**BRIEF A**:
Can you transcribe the wreck log below exactly?

**EXTRACT PROVIDED**:
::::::

Friday 31st October
Heavy ground swell today has pushed the main body of the ship up into
Castle Zawn and she is pretty
much demolished back to the superstructure.
Tuesday 7th October
The ship has, this afternoon, broken into two pieces. The bow section
has fallen to starboard; the rest of the ship has been driven further
up the rocks by the swell and continues to pound heavily.
Thursday 11th September
The wreck took a heavy pounding yesterday in continuing swell conditions
and looks about to break apart.......
Saturday 2nd August
The starboard side of the ship is now fully breached over a length of
appx 100 feet and she is well on the way to breaking into two .......new
images now on the above link.
Friday 30th May
Salvage operations concluded today with the ship being abandoned just
after 1700 hrs .
A large hole in the starboard side; all the decks are now split and numerous
seams split in the plating.
Monday 26th May
There is now apparently a significant hole in the side of the ship - hope
to have some images soon
Sunday 25th May
Small amounts of plastic continue to come ashore at Sennen and are being
very rapidly cleaned off the beach. Apparently there is very little cargo
left in the ship and the salvors are currently stripping the accommodation
Monday 19th May
Strong westerlies and a nasty wind sea this evening really pounding the
wreck - though she is still in one piece, she is swinging and grinding
on the seabed with an awful noise and clearly massive damage is being
done to the hull.....images updated on the `latest images` link above.

::::::

Records from a data collection:
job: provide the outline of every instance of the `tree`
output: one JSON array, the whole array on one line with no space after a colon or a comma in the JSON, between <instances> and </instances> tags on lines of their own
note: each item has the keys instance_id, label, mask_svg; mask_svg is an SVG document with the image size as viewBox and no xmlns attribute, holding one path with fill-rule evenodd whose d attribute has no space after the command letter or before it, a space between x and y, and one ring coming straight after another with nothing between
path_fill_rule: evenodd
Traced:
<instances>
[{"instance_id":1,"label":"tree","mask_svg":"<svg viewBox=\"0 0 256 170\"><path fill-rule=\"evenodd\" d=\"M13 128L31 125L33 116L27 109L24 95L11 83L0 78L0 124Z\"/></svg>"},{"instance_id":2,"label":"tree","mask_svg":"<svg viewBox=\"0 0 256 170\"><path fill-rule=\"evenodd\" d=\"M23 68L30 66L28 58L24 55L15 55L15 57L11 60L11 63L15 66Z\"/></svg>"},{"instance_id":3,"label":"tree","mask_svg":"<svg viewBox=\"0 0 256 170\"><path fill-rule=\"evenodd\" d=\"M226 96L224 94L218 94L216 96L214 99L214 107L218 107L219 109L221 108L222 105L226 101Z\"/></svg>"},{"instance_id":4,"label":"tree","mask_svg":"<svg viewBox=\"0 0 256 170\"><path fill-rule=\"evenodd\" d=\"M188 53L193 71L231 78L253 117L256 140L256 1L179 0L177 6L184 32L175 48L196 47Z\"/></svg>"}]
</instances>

::::::

**BRIEF B**:
Can you restate word for word the entries above, starting at their first line and continuing up to and including the line with "output: one JSON"?

**TASK SOLUTION A**:
Friday 31st October
Heavy ground swell today has pushed the main body of the ship up into
Castle Zawn and she is pretty
much demolished back to the superstructure.
Tuesday 7th October
The ship has, this afternoon, broken into two pieces. The bow section
has fallen to starboard; the rest of the ship has been driven further
up the rocks by the swell and continues to pound heavily.
Thursday 11th September
The wreck took a heavy pounding yesterday in continuing swell conditions
and looks about to break apart.......
Saturday 2nd August
The starboard side of the ship is now fully breached over a length of
appx 100 feet and she is well on the way to breaking into two .......new
images now on the above link.
Friday 30th May
Salvage operations concluded today with the ship being abandoned just
after 1700 hrs .
A large hole in the starboard side; all the decks are now split and numerous
seams split in the plating.
Monday 26th May
There is now apparently a significant hole in the side of the ship - hope
to have some images soon
Sunday 25th May
Small amounts of plastic continue to come ashore at Sennen and are being
very rapidly cleaned off the beach. Apparently there is very little cargo
left in the ship and the salvors are currently stripping the accommodation
Monday 19th May
Strong westerlies and a nasty wind sea this evening really pounding the
wreck - though she is still in one piece, she is swinging and grinding
on the seabed with an awful noise and clearly massive damage is being
done to the hull.....images updated on the `latest images` link above.

**TASK SOLUTION B**:
job: provide the outline of every instance of the `tree`
output: one JSON array, the whole array on one line with no space after a colon or a comma in the JSON, between <instances> and </instances> tags on lines of their own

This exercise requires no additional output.